_Exercise brief_:
Please restate exactly the lines of the data below, beginning with the line containing "surface and report the pixel coordinates." and ending with the last line.

_Source material_:

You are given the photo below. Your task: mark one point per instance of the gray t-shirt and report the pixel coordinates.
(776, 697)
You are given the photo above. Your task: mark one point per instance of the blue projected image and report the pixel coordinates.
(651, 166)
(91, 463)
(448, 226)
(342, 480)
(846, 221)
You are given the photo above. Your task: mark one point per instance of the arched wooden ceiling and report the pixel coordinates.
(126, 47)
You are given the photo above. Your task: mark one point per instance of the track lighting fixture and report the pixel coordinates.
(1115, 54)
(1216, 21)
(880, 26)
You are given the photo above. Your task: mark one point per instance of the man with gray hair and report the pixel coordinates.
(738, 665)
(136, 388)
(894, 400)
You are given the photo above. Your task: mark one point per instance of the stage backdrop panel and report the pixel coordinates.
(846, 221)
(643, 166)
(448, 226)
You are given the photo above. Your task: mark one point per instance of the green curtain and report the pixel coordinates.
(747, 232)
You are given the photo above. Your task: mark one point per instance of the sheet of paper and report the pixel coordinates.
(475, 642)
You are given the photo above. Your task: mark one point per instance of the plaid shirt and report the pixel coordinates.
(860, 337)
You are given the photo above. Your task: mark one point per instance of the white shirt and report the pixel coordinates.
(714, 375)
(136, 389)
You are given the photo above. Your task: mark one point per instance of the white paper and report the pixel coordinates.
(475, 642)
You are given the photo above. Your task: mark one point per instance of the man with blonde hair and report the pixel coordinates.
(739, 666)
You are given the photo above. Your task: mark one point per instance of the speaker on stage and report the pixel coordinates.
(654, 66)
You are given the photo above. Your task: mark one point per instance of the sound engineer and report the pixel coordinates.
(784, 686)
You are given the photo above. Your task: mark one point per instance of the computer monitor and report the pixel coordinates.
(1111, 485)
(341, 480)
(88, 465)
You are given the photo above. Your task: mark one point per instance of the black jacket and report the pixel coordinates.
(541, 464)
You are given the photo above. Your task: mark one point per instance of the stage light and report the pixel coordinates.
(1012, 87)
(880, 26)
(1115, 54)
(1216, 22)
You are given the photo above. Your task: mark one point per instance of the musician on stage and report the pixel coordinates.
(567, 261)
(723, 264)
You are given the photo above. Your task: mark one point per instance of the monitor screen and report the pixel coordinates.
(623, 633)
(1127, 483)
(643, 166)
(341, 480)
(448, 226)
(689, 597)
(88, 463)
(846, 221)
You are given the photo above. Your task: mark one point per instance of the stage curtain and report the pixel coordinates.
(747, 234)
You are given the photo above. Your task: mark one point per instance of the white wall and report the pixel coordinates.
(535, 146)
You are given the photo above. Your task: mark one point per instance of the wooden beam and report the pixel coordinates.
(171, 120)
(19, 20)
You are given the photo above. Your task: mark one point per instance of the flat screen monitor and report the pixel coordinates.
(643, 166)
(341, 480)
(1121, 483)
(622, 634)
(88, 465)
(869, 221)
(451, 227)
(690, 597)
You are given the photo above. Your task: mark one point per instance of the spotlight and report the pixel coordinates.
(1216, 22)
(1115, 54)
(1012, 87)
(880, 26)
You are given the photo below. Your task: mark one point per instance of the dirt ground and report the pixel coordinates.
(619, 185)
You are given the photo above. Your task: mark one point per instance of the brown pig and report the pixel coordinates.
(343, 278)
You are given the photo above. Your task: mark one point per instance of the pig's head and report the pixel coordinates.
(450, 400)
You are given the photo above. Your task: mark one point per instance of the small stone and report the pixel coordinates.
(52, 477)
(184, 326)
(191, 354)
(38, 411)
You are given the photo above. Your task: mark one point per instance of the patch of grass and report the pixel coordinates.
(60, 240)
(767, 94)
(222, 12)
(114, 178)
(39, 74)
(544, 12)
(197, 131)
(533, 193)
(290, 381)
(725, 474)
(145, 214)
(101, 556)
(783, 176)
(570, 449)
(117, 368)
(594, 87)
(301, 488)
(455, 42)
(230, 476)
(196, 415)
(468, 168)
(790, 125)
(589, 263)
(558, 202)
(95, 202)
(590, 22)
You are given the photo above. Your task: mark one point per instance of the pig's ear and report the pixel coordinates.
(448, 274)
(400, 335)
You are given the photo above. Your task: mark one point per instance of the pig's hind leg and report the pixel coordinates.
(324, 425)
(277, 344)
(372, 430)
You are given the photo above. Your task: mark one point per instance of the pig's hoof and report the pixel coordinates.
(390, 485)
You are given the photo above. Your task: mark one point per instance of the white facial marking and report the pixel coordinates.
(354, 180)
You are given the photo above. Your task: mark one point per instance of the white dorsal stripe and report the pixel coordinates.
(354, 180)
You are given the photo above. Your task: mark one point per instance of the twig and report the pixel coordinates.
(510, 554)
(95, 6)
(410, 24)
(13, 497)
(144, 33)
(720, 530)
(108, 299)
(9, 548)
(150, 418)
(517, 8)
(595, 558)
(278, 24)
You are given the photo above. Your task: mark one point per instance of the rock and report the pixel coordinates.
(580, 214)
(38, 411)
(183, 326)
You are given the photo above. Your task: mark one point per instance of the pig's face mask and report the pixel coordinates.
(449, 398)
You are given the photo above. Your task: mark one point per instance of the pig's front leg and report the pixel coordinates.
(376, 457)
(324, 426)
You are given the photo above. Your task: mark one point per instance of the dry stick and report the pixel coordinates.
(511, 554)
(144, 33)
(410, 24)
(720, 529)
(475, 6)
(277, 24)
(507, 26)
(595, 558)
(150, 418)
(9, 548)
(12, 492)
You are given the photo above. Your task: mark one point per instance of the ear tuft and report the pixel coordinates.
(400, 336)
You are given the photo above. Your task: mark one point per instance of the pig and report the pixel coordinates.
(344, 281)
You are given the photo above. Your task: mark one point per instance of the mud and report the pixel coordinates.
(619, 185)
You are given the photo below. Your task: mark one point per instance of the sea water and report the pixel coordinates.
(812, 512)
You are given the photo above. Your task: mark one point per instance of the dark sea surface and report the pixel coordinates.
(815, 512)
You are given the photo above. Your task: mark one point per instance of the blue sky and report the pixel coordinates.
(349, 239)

_Response_:
You are given the photo above. Your task: mark one point per instance of the dark sea surface and report the pixel coordinates.
(815, 512)
You are given the photo above. Your task: mark one point per instance of the blue sky and report the pixel coordinates.
(349, 239)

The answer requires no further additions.